◆ **Task to complete**: Extract each line of the data below that contains the string "interior". The match is case-sensitive.

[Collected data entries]
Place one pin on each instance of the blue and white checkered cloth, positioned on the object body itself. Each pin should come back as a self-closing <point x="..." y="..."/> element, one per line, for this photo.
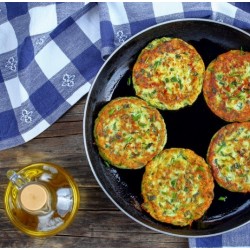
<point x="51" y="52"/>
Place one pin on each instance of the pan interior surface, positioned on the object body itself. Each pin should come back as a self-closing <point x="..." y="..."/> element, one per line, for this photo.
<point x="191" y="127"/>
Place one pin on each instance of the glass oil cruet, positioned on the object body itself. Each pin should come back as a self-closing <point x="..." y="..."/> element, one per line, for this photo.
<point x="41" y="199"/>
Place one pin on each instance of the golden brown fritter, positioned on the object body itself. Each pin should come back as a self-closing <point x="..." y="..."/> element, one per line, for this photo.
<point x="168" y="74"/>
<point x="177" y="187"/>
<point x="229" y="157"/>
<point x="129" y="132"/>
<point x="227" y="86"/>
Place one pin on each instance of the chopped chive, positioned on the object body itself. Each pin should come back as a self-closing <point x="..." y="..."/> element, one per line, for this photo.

==

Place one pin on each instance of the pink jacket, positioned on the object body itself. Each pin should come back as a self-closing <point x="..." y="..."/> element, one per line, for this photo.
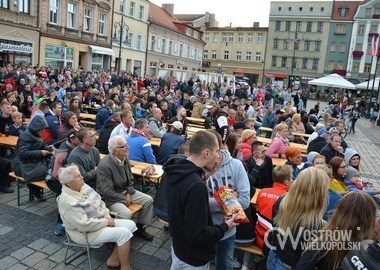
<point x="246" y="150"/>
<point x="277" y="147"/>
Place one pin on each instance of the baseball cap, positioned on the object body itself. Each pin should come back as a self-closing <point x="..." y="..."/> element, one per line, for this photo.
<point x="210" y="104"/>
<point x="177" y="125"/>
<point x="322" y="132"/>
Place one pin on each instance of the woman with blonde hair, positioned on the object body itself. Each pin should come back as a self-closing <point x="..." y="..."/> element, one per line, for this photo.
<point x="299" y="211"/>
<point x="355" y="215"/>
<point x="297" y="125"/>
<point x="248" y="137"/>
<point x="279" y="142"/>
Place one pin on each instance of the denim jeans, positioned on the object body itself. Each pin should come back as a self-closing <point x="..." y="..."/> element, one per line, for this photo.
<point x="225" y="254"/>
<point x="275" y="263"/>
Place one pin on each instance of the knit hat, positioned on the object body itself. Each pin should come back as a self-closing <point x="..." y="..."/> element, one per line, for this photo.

◆ **Exercise response**:
Place one pin on each instance of the pan interior surface, positioned on the object body itself. Each pin should come back as a self-closing <point x="..." y="..."/> element, one per line, for this photo.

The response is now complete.